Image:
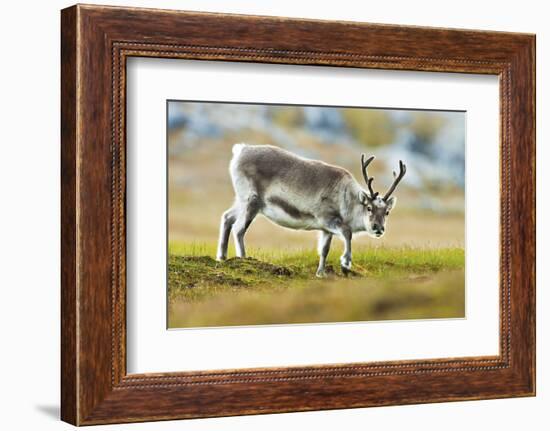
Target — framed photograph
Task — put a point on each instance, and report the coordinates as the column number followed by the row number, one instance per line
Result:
column 263, row 214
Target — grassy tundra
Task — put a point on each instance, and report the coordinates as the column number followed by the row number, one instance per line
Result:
column 281, row 287
column 415, row 271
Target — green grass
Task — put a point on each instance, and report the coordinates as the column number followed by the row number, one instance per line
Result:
column 278, row 286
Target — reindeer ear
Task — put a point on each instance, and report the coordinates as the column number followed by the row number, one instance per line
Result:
column 390, row 203
column 363, row 198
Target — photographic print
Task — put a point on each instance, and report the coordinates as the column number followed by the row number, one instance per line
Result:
column 287, row 214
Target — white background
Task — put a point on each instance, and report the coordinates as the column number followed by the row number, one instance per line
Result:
column 151, row 348
column 29, row 228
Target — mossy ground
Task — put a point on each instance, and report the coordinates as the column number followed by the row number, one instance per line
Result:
column 278, row 287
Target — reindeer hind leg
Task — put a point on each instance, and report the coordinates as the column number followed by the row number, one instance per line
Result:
column 228, row 219
column 248, row 211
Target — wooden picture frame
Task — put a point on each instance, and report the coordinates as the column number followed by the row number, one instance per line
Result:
column 95, row 43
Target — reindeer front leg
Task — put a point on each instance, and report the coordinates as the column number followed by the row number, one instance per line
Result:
column 325, row 239
column 345, row 259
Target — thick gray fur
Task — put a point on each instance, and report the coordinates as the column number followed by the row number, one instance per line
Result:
column 301, row 194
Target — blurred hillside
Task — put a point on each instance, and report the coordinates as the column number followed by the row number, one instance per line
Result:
column 200, row 137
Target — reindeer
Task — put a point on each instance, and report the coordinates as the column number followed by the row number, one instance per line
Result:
column 303, row 194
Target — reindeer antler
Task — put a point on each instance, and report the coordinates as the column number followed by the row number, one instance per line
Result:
column 397, row 178
column 364, row 166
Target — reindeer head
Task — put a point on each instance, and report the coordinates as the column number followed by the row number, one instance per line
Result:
column 376, row 209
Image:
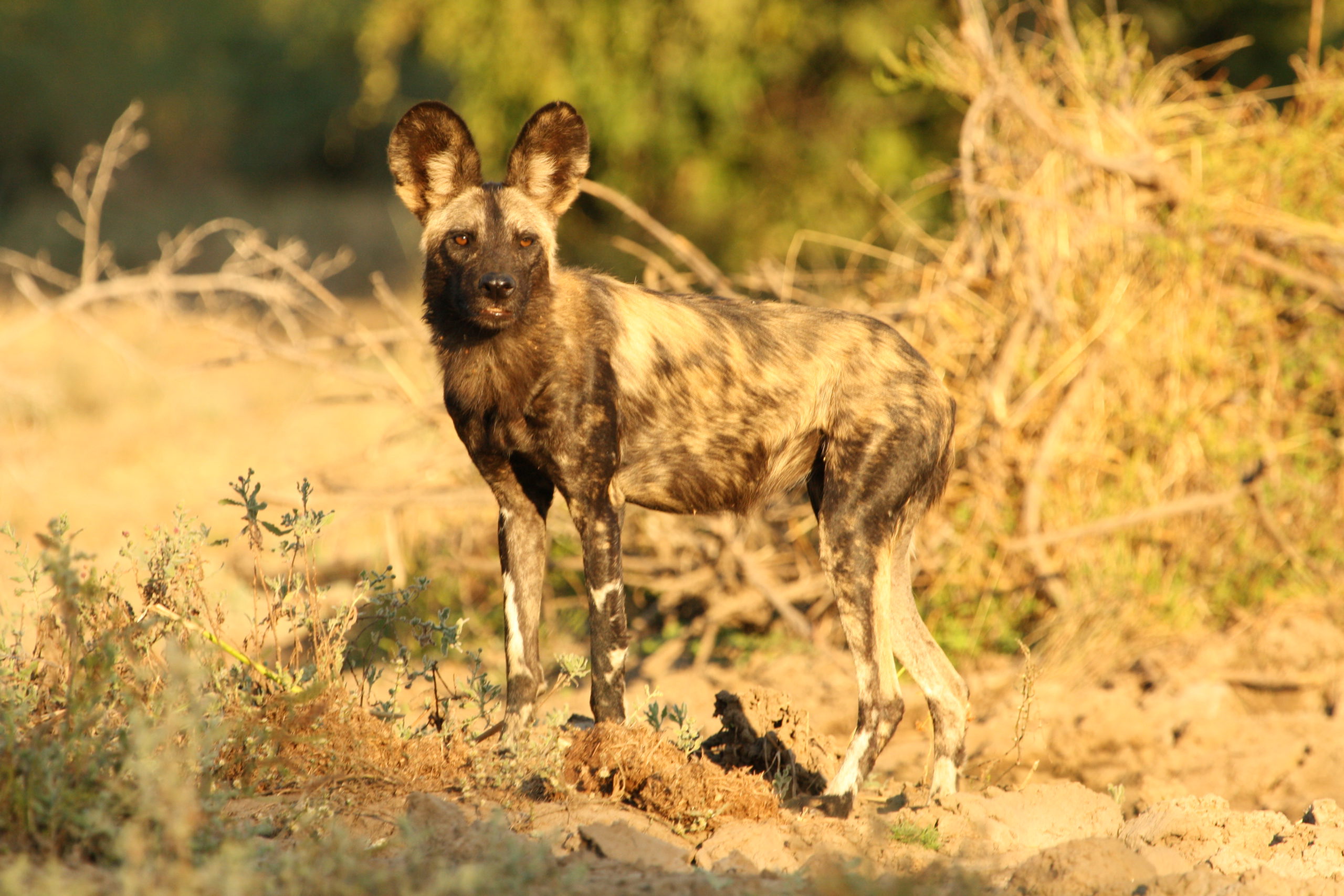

PROBLEM REQUIREMENTS
Lay out every line of the records above as a JSON list of strings, one string per line, skipping blank lines. Leave the pictures out.

CORRECT RESPONSE
[
  "Image:",
  "Target — framed photograph",
  "Task — put a point on each instance, and report the coordinates as the column number followed by the row number, one instance per line",
  "Result:",
  "column 263, row 214",
  "Target — grassy tundra",
  "Task — put a point on each instance, and report the coordinates as the column number followed by the row number, one instance per line",
  "Result:",
  "column 281, row 287",
  "column 415, row 271",
  "Target — green grass",
  "Task — put a point on each instance, and report the coordinates as the column number followed by the row number, one instance per line",
  "Result:",
  "column 278, row 286",
  "Target — reindeer ear",
  "Task — put a point on each instance, and report the coordinates as the column number followed by the row number, one instance per line",
  "Result:",
  "column 390, row 203",
  "column 363, row 198",
  "Target — photographic print",
  "Task — put a point on each instance, and report the coordinates as the column number followed by the row number, one instance per line",
  "Result:",
  "column 287, row 214",
  "Target — white background",
  "Task — put a point on each instance, and report the coordinates as the column number followed by the row number, one instance per line",
  "Result:",
  "column 151, row 348",
  "column 29, row 228",
  "Target — mossy ground",
  "Task — put a point on each instance, and report the coordinates as the column number followed by the row number, one instance per line",
  "Result:",
  "column 278, row 287",
  "Target — reindeer hind leg",
  "Task — put a point on each instance, and report the coordinates as the column number followed by the row number, one instance per line",
  "Result:",
  "column 228, row 219",
  "column 248, row 211",
  "Target — wooden picture frame",
  "Task — put a point on each instance, and report the coordinates as the column number followed by the row number, one instance per line",
  "Result:",
  "column 95, row 43",
  "Target — reindeer front leg",
  "Task — put a point on each instance, and report the coordinates as the column number followed by the row number, one instance per line",
  "Result:",
  "column 325, row 239",
  "column 345, row 259",
  "Target — thick gray fur",
  "Task — put a point on each instance, and report the coordinates as the column number followed by the row number, one instance per line",
  "Result:",
  "column 301, row 194",
  "Target — blurred hillside",
  "Task — put a point on each instance, and report the coordinates as the column number followed by the row number, one instance per line",
  "Result:",
  "column 200, row 137",
  "Target — reindeer",
  "Task — put a point on each instance, and report the coordinates as the column number followed by the row number, one instance per line",
  "Result:",
  "column 303, row 194",
  "Target — reindeer antler",
  "Task — put a point on each instance, and report the coordinates as the column number followed by the row number, one instance per line",
  "Result:",
  "column 397, row 178",
  "column 364, row 166",
  "Target — reindeer head",
  "Task — put a point on each instance, and report the coordinates as the column number followed by the row number, one instance per line",
  "Result:",
  "column 376, row 209",
  "Image:"
]